## SHORT EXERCISE
Retype all material exactly. Pictures stay out of the copy.

◆ ◆ ◆

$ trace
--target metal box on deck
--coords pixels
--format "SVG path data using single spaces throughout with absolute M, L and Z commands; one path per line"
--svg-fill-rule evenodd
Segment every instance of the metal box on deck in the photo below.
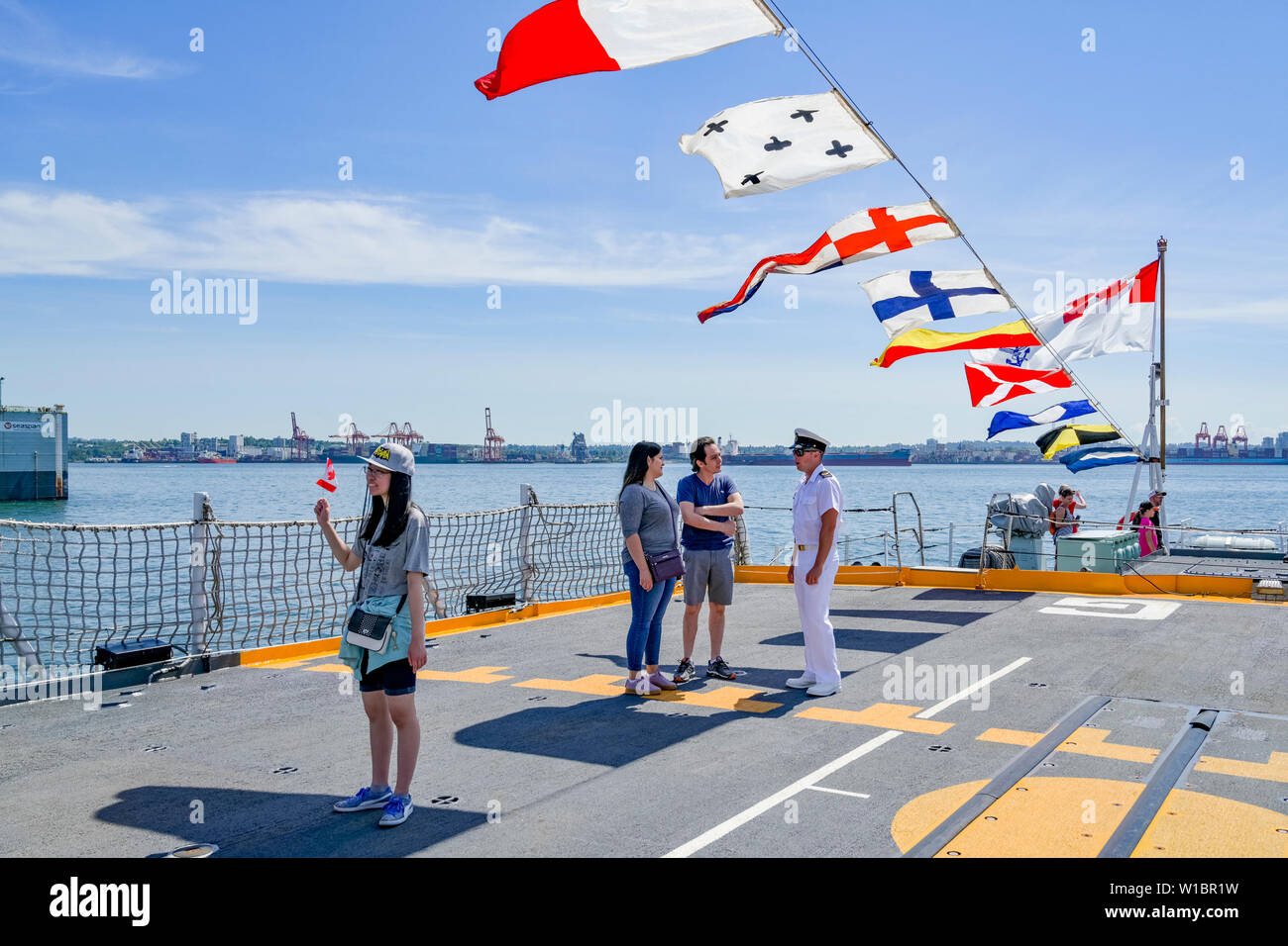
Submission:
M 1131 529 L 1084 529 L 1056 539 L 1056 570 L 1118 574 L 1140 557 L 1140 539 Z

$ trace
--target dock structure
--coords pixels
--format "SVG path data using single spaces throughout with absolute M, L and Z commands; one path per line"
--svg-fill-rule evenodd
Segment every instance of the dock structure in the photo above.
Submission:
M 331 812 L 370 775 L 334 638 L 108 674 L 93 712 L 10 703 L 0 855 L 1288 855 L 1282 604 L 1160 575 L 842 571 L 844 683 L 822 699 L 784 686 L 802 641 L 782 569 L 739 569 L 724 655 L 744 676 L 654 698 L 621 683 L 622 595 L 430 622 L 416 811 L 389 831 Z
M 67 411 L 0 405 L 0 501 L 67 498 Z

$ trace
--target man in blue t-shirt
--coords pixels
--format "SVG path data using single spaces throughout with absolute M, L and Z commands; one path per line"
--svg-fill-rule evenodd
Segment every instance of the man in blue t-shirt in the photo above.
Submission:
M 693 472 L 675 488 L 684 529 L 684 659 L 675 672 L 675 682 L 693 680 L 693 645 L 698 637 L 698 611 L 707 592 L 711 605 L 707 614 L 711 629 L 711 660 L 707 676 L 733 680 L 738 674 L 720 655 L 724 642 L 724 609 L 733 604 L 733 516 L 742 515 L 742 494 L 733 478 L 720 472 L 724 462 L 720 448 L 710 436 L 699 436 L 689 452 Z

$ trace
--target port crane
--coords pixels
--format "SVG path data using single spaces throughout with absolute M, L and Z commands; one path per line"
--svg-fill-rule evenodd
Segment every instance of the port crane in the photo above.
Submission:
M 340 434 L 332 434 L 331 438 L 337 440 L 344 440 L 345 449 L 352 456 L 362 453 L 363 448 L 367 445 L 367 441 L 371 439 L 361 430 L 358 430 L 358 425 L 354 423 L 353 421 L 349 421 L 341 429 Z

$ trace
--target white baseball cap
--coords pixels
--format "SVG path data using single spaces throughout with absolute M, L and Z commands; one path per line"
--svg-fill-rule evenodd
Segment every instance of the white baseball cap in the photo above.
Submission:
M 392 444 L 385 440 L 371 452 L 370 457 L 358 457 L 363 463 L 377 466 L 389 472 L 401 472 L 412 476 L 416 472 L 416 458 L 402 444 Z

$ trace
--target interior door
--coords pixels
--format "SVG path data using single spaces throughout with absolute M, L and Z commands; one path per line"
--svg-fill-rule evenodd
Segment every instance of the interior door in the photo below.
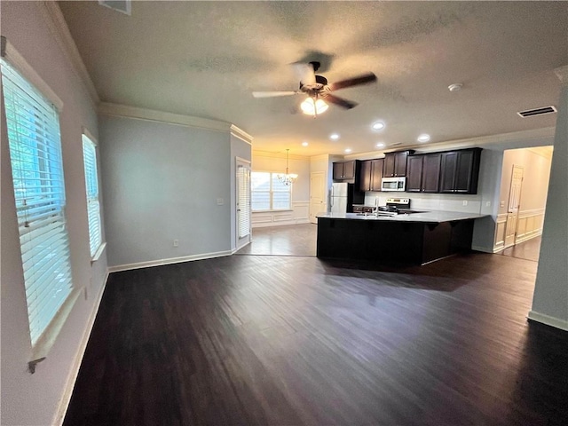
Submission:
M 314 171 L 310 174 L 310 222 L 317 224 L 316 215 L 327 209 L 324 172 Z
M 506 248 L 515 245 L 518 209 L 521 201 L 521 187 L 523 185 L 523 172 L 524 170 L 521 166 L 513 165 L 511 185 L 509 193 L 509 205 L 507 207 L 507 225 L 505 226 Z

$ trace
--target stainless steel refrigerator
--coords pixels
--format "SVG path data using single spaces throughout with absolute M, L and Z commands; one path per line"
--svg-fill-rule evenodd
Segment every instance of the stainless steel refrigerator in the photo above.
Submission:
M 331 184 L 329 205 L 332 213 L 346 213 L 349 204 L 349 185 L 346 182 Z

◆ ◆ ◆

## IN RESPONSE
$ trace
--target metal box on deck
--coords pixels
--format "SVG path data using single spaces throughout with absolute M, L and Z commands; one path per line"
--svg-fill-rule evenodd
Segment every instance of the metal box on deck in the photo below.
Submission:
M 1131 529 L 1084 529 L 1056 539 L 1056 570 L 1118 574 L 1140 557 L 1140 539 Z

$ trace
--target dock structure
--coords pixels
--format "SVG path data using single spaces throughout with absolute M, L and Z commands; one path per line"
--svg-fill-rule evenodd
Segment every instance of the dock structure in the photo above.
Submission:
M 331 812 L 370 775 L 334 638 L 108 674 L 93 712 L 10 703 L 0 855 L 1288 855 L 1282 604 L 1160 575 L 842 571 L 844 683 L 822 699 L 784 686 L 802 641 L 782 569 L 739 569 L 724 655 L 744 676 L 654 698 L 621 683 L 622 595 L 430 622 L 416 811 L 389 831 Z
M 67 411 L 0 405 L 0 501 L 67 498 Z

$ trace
--target man in blue t-shirt
--coords pixels
--format "SVG path data using single spaces throughout with absolute M, L and Z commands; one path per line"
--svg-fill-rule evenodd
Segment every instance of the man in blue t-shirt in the photo above.
Submission:
M 693 472 L 675 488 L 684 529 L 684 659 L 675 672 L 675 682 L 693 680 L 693 645 L 698 637 L 698 611 L 707 592 L 711 605 L 707 614 L 711 629 L 711 660 L 707 676 L 733 680 L 738 674 L 720 655 L 724 642 L 724 609 L 733 604 L 733 516 L 742 515 L 742 494 L 733 478 L 720 472 L 724 462 L 720 448 L 710 436 L 699 436 L 689 452 Z

$ trace
--target port crane
--coords pixels
--format "SVG path data using single spaces throughout with absolute M, L and Z commands; one path per line"
--svg-fill-rule evenodd
Segment every instance of the port crane in the photo above.
Submission:
M 340 434 L 332 434 L 331 438 L 337 440 L 344 440 L 345 449 L 352 456 L 362 453 L 363 448 L 367 445 L 367 441 L 371 439 L 361 430 L 358 430 L 358 425 L 354 423 L 353 421 L 349 421 L 341 429 Z

$ trace
--target white baseball cap
--coords pixels
--format "SVG path data using single spaces throughout with absolute M, L and Z commands; one path per line"
--svg-fill-rule evenodd
Segment every instance of the white baseball cap in the photo above.
Submission:
M 392 444 L 385 440 L 371 452 L 370 457 L 358 457 L 363 463 L 377 466 L 389 472 L 401 472 L 412 476 L 416 472 L 416 458 L 402 444 Z

$ trace
--target interior door
--coords pixels
--format "SVG path data using single spaces throughout with absolute M, L and Z commands; one path per line"
--svg-fill-rule evenodd
Segment every instance of the interior door in the photo below.
Submission:
M 314 171 L 310 174 L 310 222 L 317 224 L 316 215 L 327 209 L 324 172 Z
M 506 248 L 515 245 L 518 209 L 521 201 L 521 187 L 523 185 L 523 172 L 524 170 L 521 166 L 513 165 L 511 185 L 509 193 L 509 205 L 507 207 L 507 225 L 505 226 Z

$ trace
--target stainless steel refrigerator
--coords pixels
--format "SVG path data using single spaces throughout with absolute M, L and Z commands; one path per line"
--svg-fill-rule evenodd
Segment every instance of the stainless steel refrigerator in the photo above.
Submission:
M 331 184 L 329 205 L 332 213 L 346 213 L 349 204 L 349 185 L 346 182 Z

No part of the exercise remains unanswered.